* _What is expected_
Copy the records again, from the line with "Target: dirt ground" through the end of the records, requests included. Multiply every point coordinate in the answers by 1.85 and round each to a whole number, with halves rounding up.

::::::::

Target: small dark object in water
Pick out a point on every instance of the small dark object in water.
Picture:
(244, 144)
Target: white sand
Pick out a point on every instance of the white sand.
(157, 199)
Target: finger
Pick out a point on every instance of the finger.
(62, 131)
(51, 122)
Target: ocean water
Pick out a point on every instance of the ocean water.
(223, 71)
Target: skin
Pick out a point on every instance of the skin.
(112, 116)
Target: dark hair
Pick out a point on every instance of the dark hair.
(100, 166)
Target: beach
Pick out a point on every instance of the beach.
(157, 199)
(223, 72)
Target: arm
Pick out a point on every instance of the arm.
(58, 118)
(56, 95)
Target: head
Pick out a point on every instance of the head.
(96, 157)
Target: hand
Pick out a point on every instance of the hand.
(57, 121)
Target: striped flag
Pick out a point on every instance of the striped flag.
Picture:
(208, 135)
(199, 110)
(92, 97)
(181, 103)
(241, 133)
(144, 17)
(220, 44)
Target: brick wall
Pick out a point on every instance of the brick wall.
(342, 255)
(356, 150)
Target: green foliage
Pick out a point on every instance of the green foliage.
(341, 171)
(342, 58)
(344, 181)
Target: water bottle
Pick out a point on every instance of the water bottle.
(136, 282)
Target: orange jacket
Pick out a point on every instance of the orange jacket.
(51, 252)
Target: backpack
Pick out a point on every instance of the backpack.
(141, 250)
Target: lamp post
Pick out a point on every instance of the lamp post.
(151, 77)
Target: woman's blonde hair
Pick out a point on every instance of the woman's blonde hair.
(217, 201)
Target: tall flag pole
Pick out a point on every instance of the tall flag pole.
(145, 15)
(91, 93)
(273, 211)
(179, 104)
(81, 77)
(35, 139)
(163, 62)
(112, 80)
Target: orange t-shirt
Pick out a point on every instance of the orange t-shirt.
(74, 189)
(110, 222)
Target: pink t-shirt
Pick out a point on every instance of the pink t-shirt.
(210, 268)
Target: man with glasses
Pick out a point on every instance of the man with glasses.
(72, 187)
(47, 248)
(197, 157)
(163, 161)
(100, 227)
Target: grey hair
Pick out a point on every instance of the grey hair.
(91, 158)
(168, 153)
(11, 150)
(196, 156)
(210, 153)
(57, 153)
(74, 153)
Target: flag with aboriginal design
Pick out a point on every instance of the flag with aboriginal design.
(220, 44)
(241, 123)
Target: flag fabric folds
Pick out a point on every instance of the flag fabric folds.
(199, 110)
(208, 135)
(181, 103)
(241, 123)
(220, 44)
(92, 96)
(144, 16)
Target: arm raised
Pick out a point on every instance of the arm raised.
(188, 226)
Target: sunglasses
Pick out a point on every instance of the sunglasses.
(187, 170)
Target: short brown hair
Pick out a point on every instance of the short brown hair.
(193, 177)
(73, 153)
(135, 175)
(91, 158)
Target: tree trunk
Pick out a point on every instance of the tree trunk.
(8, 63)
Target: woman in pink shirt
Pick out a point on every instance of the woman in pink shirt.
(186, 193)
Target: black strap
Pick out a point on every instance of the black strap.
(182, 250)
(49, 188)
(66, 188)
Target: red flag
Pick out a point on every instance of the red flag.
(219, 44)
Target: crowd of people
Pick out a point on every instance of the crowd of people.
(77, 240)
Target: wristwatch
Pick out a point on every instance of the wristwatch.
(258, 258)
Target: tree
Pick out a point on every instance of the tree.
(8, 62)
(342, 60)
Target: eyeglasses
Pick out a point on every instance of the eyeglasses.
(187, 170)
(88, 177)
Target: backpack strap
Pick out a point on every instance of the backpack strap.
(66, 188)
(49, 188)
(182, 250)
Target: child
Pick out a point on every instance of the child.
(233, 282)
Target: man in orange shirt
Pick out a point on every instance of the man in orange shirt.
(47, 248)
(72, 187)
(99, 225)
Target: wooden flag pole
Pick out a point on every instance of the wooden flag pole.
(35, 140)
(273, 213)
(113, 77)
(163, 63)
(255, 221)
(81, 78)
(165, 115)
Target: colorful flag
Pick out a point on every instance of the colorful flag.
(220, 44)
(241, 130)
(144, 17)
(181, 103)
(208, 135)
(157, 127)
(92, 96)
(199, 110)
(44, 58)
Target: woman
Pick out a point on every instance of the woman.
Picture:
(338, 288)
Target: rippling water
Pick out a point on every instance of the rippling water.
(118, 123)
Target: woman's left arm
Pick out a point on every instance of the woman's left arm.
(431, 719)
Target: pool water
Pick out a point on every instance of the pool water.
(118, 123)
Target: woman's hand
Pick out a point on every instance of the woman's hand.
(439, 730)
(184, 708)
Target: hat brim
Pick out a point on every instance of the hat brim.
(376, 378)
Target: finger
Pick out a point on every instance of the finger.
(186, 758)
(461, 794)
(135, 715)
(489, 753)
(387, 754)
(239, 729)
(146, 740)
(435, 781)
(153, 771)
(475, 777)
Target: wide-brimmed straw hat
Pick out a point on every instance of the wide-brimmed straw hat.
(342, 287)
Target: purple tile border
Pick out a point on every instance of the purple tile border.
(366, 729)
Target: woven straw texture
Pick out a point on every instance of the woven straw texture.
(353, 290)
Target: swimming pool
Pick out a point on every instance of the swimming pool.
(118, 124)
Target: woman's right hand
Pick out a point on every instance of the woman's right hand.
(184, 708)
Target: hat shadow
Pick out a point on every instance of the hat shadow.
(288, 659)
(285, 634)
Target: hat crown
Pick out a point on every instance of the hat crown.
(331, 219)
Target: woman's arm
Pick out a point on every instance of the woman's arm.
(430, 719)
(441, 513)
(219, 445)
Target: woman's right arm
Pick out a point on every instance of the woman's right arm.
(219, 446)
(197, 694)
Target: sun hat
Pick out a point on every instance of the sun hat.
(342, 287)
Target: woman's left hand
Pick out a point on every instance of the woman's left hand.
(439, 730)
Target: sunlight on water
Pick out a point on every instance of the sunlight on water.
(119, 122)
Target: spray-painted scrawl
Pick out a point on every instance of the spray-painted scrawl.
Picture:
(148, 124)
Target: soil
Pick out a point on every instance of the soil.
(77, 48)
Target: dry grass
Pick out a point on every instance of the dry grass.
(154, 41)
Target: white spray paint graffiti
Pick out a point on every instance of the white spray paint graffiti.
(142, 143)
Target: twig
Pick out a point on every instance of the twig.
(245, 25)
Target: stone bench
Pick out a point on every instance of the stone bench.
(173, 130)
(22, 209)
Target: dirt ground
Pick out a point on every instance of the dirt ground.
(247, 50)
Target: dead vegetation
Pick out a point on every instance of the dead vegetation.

::::::::

* _The completed task_
Target: dirt ground
Pick out a point on every instance of the dirt ground.
(457, 93)
Target: dead vegetation
Pick out a point on every instance of the dead vegetation.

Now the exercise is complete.